§ **Passage to read**
Start

People bought shares in the CTs based on this Guarantee.
People who bought shares after the POR was approved, however, may have bought "impaired" shares.
Nonetheless, the Guarantee was a part from the beginning.
mojo
I think you're very unfair, joe.
You're willing to overlook all the legal misrepresentations in both the WAMU and LBHI BK cases so to abscond with the debt holders for all their personal gain.
All I've said that if it goes the way of a complete and utter looting then good luck with your charity and not for profits and pay back the equity holders as per their covenants in their prospectus agreements.
I don't find it necessary to educate or teach someone who proports to loot and abscond with a business cache and charter they never understood nor respected in the first place.
It has all been about a fire sale and creating fear in the market place for you to short. That is nasty!
Go see your Doctors and pay your attorneys.
Good luck.
mojo
Ok, Joe.
Have it your way.
Good luck with your Ant Farm.
mojo
Good luck with the non-profit Fart Arms, Joe! A 501c3 non-profit!
First, pay the CTs and all the Preferrds!
Hopefully, it works out for everyone!
mojo
Can anyone show me where LBHI Debt Holder and Subordinated Debt Holder Claims or any Claims Subject to Compromise (other than LBHI Equity Claims) are to be paid out of the 51% Equity Holder share of the NOL tax credit?

End

§ **Tasks to carry out**
**a.** Using the message-board text, decide whether each statement agrees with it: (i) the Guarantee was there from the beginning; (ii) people who bought shares after the POR was approved definitely bought impaired shares; (iii) the writer says the CTs and all the Preferreds should be paid first. Answer yes or no for each, and quote the words of the text that decide it.
**b.** Please duplicate the part of the message-board text starting at "All I've said" and ending at "your Ant Farm.", without any changes.

§ **Stored rows**
Start

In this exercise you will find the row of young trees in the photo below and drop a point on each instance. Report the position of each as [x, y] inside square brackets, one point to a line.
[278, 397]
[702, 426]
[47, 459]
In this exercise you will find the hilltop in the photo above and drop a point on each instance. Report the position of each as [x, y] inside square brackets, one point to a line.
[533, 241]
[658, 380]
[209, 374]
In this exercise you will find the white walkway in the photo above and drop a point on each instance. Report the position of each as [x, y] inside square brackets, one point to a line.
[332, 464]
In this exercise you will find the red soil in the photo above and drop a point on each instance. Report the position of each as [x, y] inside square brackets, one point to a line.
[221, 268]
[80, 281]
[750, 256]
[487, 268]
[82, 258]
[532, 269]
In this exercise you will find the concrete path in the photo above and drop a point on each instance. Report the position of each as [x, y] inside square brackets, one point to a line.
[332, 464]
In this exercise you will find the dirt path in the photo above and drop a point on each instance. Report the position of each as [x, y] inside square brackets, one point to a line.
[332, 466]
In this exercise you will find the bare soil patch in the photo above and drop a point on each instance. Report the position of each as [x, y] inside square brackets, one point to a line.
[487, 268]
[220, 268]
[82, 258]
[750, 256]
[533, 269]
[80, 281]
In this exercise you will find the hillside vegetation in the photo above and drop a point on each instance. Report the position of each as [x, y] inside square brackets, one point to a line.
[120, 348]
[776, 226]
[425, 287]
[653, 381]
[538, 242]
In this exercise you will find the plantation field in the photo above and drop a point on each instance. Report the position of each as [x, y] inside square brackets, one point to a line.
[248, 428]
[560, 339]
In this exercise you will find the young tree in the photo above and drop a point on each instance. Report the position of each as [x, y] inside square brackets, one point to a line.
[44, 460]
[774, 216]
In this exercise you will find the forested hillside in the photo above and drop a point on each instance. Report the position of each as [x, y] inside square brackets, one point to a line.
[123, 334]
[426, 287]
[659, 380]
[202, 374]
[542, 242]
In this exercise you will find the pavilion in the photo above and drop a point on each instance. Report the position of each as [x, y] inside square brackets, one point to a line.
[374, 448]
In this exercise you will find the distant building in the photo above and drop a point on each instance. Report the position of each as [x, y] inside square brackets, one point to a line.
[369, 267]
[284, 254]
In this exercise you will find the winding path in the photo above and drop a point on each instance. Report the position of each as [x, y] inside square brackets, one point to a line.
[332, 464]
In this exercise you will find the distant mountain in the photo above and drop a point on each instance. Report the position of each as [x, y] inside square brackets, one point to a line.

End

§ **Expected answers**
**a.**
(i) Yes: "Nonetheless, the Guarantee was a part from the beginning."
(ii) No: "People who bought shares after the POR was approved, however, may have bought "impaired" shares."
(iii) Yes: "First, pay the CTs and all the Preferrds!"

**b.**
All I've said that if it goes the way of a complete and utter looting then good luck with your charity and not for profits and pay back the equity holders as per their covenants in their prospectus agreements.
I don't find it necessary to educate or teach someone who proports to loot and abscond with a business cache and charter they never understood nor respected in the first place.
It has all been about a fire sale and creating fear in the market place for you to short. That is nasty!
Go see your Doctors and pay your attorneys.
Good luck.
mojo
Ok, Joe.
Have it your way.
Good luck with your Ant Farm.